(Extracted records)
________________________________________
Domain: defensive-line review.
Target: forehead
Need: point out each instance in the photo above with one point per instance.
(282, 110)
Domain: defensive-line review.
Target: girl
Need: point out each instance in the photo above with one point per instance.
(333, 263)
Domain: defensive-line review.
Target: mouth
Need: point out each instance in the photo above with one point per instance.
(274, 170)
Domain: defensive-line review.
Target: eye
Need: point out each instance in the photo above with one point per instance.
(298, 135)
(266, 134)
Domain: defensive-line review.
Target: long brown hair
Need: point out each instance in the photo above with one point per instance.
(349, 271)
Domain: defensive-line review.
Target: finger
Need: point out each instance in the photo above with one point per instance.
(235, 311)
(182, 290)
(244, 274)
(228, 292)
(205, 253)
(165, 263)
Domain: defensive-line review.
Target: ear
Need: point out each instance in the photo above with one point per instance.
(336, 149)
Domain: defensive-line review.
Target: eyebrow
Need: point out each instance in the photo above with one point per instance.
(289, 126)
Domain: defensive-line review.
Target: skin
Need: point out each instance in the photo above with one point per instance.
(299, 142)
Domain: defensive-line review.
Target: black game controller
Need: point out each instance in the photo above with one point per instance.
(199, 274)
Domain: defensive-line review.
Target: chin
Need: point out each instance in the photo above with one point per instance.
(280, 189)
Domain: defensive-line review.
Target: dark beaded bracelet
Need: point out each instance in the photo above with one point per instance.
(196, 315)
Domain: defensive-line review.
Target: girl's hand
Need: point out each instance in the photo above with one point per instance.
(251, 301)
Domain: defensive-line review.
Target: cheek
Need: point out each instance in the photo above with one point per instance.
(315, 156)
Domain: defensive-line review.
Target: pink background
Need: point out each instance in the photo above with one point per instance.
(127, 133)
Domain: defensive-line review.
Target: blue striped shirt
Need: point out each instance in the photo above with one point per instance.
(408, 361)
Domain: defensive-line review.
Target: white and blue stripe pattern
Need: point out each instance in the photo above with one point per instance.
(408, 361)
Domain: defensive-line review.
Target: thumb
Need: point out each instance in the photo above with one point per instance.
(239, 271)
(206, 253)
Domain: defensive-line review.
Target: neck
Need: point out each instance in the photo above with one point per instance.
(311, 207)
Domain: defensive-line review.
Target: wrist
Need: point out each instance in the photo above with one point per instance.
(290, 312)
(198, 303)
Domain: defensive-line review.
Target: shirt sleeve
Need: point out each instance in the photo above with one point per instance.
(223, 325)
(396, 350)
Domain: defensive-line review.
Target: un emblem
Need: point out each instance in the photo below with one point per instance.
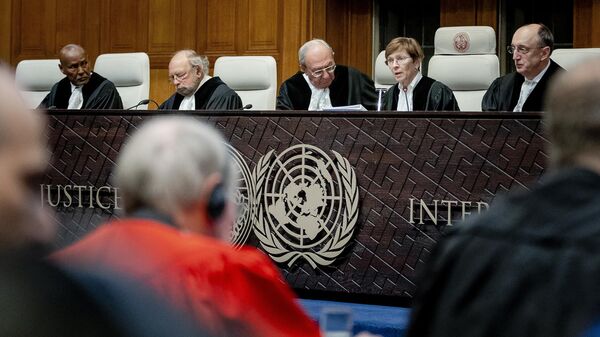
(307, 205)
(242, 227)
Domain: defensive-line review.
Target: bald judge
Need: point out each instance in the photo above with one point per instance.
(81, 88)
(195, 90)
(323, 84)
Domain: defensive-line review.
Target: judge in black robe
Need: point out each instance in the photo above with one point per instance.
(193, 85)
(214, 94)
(97, 91)
(404, 57)
(429, 95)
(503, 93)
(530, 265)
(531, 48)
(349, 87)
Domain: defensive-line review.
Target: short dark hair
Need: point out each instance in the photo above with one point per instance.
(546, 37)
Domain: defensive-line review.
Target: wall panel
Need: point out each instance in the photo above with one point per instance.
(124, 26)
(34, 29)
(5, 30)
(586, 24)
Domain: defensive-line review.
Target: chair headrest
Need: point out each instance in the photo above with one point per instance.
(465, 40)
(247, 72)
(38, 75)
(123, 69)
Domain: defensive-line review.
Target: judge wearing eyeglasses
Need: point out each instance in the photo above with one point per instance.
(414, 92)
(195, 90)
(524, 89)
(322, 84)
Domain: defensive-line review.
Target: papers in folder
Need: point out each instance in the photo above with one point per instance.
(355, 107)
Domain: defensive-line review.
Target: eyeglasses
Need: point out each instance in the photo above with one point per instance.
(399, 60)
(520, 49)
(321, 72)
(180, 77)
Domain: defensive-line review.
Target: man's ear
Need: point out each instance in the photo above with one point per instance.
(546, 53)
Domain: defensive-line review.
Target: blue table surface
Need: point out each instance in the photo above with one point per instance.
(377, 319)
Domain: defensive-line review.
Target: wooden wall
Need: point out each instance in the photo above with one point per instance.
(31, 29)
(469, 13)
(586, 23)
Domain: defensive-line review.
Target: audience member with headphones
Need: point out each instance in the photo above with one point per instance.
(176, 183)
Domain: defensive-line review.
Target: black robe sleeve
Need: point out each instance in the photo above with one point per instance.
(492, 97)
(283, 100)
(224, 98)
(441, 98)
(361, 90)
(105, 96)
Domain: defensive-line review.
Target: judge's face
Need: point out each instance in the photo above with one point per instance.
(529, 56)
(74, 64)
(319, 66)
(184, 76)
(403, 67)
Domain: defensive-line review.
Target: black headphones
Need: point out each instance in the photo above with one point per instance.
(216, 202)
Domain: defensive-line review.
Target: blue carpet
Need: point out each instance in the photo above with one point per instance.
(377, 319)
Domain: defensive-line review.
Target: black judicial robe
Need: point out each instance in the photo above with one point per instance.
(98, 93)
(214, 94)
(428, 95)
(503, 93)
(528, 266)
(349, 87)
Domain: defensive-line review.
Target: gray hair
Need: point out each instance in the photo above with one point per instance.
(163, 166)
(308, 46)
(195, 59)
(573, 114)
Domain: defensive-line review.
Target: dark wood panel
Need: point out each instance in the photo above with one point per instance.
(586, 24)
(263, 28)
(5, 30)
(34, 29)
(468, 13)
(217, 26)
(416, 174)
(124, 26)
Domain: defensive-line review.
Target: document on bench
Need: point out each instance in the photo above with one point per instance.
(355, 107)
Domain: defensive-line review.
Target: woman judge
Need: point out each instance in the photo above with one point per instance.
(414, 91)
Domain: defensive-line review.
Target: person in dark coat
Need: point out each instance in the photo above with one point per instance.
(524, 89)
(414, 91)
(323, 84)
(81, 88)
(530, 265)
(195, 90)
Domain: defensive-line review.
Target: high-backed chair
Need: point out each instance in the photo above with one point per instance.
(130, 72)
(568, 58)
(465, 60)
(254, 78)
(383, 78)
(36, 78)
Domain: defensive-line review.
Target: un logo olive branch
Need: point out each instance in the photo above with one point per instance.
(306, 205)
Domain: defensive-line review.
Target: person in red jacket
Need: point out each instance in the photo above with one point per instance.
(177, 183)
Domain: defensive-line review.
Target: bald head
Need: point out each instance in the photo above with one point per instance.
(74, 64)
(186, 71)
(573, 116)
(317, 62)
(22, 157)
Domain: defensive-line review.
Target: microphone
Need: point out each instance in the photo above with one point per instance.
(143, 102)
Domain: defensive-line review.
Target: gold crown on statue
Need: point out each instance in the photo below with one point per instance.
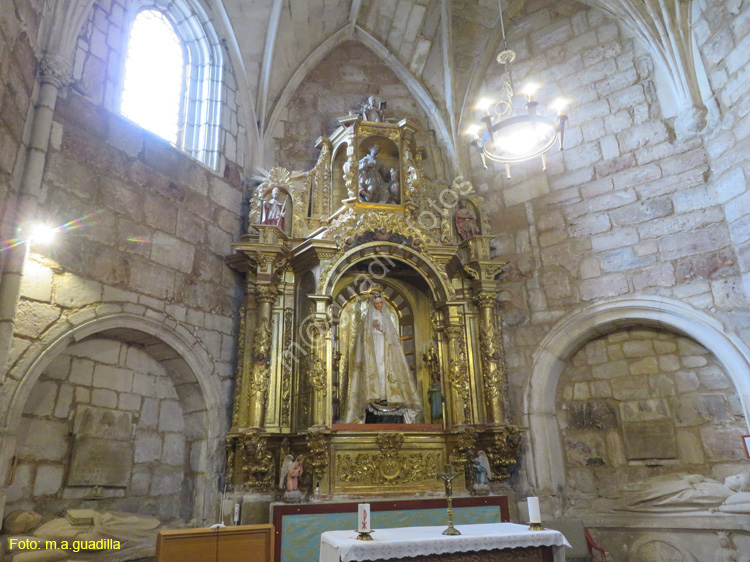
(375, 291)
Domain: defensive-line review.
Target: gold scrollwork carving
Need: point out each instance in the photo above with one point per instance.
(319, 377)
(266, 293)
(466, 444)
(368, 131)
(491, 349)
(317, 444)
(261, 359)
(286, 370)
(238, 393)
(458, 369)
(390, 466)
(258, 468)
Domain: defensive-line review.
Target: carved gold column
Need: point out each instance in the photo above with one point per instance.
(492, 356)
(257, 362)
(457, 379)
(319, 369)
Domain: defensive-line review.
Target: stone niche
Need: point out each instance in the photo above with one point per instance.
(103, 428)
(642, 402)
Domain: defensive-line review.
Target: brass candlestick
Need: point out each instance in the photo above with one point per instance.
(364, 535)
(449, 475)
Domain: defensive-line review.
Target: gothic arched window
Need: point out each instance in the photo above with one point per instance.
(154, 86)
(172, 76)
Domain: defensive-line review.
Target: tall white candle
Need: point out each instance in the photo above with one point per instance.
(535, 515)
(363, 517)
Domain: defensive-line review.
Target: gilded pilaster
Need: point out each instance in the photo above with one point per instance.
(492, 356)
(459, 385)
(258, 362)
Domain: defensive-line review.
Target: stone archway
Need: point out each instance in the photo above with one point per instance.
(546, 469)
(189, 367)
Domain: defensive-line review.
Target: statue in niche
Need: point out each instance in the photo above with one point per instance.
(466, 221)
(373, 111)
(376, 181)
(482, 472)
(274, 212)
(291, 471)
(380, 381)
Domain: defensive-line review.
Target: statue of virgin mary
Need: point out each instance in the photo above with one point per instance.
(379, 376)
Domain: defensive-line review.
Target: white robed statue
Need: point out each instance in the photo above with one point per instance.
(379, 376)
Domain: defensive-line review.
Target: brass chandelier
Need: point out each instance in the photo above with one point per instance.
(512, 136)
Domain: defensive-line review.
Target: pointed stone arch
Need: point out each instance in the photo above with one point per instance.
(546, 466)
(181, 354)
(415, 87)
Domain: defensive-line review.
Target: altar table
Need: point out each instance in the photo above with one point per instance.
(497, 541)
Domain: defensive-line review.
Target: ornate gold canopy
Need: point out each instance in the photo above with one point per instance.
(365, 215)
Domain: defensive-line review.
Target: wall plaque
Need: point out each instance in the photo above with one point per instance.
(102, 448)
(648, 430)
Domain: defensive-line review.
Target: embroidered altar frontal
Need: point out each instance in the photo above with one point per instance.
(298, 527)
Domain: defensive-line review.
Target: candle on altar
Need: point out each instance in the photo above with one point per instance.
(363, 518)
(535, 514)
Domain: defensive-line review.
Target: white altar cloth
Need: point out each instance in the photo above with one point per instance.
(342, 546)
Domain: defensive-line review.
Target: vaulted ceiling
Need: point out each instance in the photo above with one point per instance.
(440, 49)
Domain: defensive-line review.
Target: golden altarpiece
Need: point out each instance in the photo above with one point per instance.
(365, 221)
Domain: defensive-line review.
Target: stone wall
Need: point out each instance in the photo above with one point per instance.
(19, 21)
(640, 403)
(148, 230)
(721, 32)
(340, 83)
(628, 208)
(116, 377)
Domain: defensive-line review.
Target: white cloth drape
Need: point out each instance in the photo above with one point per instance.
(342, 546)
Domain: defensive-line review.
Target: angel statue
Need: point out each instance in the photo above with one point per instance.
(291, 470)
(480, 467)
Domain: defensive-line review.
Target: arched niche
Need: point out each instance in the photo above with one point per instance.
(546, 469)
(194, 394)
(389, 156)
(407, 295)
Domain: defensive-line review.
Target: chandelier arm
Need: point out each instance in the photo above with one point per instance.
(502, 23)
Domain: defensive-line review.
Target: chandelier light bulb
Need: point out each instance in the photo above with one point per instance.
(484, 104)
(530, 89)
(515, 135)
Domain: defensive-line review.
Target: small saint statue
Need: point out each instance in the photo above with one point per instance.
(373, 111)
(274, 212)
(291, 470)
(482, 472)
(466, 221)
(376, 182)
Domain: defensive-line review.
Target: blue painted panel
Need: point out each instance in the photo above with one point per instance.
(301, 533)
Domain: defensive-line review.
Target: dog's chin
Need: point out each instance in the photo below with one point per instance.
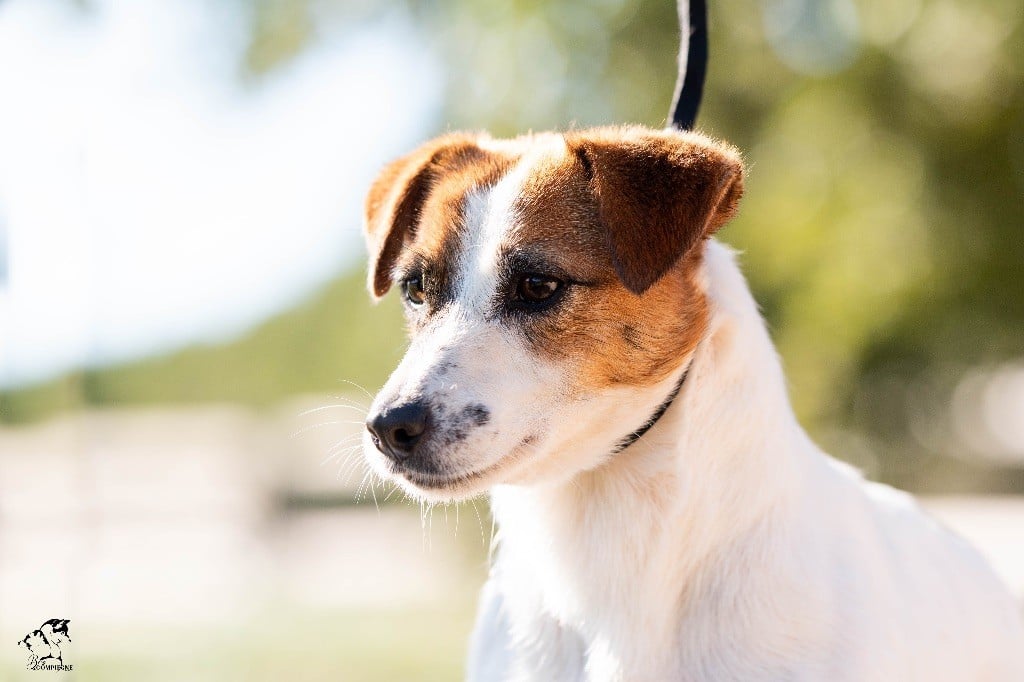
(441, 485)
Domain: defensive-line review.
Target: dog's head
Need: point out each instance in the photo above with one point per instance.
(550, 284)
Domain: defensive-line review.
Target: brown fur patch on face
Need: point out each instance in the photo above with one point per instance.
(669, 193)
(416, 203)
(620, 214)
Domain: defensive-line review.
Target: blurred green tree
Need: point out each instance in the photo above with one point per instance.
(881, 229)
________________________________________
WHAT IS EXPECTED
The answer must consist of each line in the entries above that includes "black".

RESULT OF THIS EXERCISE
Target: black game controller
Target: judge in black robe
Target: black robe sleeve
Target: black headphones
Target: black judicial robe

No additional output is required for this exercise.